=== Record list ===

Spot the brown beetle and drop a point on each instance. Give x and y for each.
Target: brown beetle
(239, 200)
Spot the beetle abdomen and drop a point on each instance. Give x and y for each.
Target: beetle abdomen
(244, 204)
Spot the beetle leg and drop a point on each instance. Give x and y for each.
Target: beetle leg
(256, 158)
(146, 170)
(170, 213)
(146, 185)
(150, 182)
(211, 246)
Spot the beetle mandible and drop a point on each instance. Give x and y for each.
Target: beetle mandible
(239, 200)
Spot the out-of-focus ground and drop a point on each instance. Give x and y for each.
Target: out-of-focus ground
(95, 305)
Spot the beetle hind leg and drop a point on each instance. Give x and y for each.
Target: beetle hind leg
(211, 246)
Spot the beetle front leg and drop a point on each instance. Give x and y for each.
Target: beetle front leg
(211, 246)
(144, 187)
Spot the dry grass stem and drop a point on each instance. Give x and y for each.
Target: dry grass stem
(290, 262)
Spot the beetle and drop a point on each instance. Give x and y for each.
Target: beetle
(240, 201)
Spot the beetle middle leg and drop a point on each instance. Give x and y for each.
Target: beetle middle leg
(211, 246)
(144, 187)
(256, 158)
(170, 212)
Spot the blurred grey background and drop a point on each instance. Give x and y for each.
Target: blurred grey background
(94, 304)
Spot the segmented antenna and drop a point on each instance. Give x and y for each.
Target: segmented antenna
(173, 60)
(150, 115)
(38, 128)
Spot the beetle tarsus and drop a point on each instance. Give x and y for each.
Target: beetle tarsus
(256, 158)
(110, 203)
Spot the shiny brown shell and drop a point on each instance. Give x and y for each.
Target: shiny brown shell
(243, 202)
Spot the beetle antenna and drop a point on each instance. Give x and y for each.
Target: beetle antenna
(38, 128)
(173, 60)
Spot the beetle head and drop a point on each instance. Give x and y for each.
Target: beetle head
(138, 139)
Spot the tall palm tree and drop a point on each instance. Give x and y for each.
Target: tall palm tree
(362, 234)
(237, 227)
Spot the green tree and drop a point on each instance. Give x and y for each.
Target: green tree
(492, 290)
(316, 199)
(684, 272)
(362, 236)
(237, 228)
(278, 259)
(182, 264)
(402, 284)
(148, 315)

===

Exercise description ▸ Write out every line of the items above word for word, in the same order.

Correct answer ▸
Spot the brown beetle and drop a point on each instance. Give x and y for each.
Target: brown beetle
(239, 200)
Spot the beetle abdomen and drop a point on each instance. Give x and y for each.
Target: beetle abdomen
(244, 204)
Spot the beetle leg and drop a point on each instance. Give x and y for each.
Target: beetle leg
(256, 158)
(146, 170)
(170, 213)
(146, 185)
(150, 182)
(211, 246)
Spot the beetle mandible and drop a point on each instance. Give x and y for each.
Target: beetle mandible
(239, 200)
Spot the out-of-focus ground and drop a point on each instance. Give x and y for each.
Target: out-of-focus ground
(95, 305)
Spot the beetle hind leg and drop a point on each instance. Give x and y for each.
Target: beetle hind leg
(211, 246)
Spot the beetle front leg and drop a point on each instance. Give x and y for each.
Target: beetle front leg
(211, 246)
(144, 187)
Spot the dry grass stem and drop a point on each instance. Give x and y for each.
Target: dry grass stem
(290, 262)
Spot the beetle and drop a point on each instance. Give x and y for each.
Target: beetle
(240, 201)
Spot the beetle middle leg and drop a point on each instance. Give x and y for each.
Target: beetle middle leg
(211, 246)
(144, 187)
(256, 158)
(170, 212)
Spot the blurred grey background and drop a point on each instance. Give x and y for each.
Target: blurred grey background
(94, 304)
Spot the segmented antenna and drop a point on each instance. Give x and y for each.
Target: segmented antenna
(173, 60)
(150, 115)
(38, 128)
Spot the beetle tarsus and drop a point on each instance. Give x and y for each.
Target: beetle tarsus
(256, 158)
(110, 203)
Spot the shiny brown shell and drop a point on each instance. Give x and y for each.
Target: shiny brown shell
(243, 202)
Spot the beetle antenna and drop a point on each instance. Give x and y for each.
Target: beetle antenna
(38, 128)
(173, 60)
Spot the beetle head and drop a point on each instance. Give x and y for each.
Target: beetle head
(138, 139)
Spot the tall palm tree and drop a point on each instance. Give x and y for each.
Target: tall palm tree
(362, 234)
(237, 227)
Spot the green tree and drop a point on each instance. Give x and y for each.
Target: green tree
(492, 290)
(316, 199)
(684, 272)
(362, 236)
(237, 228)
(278, 259)
(182, 264)
(402, 284)
(148, 315)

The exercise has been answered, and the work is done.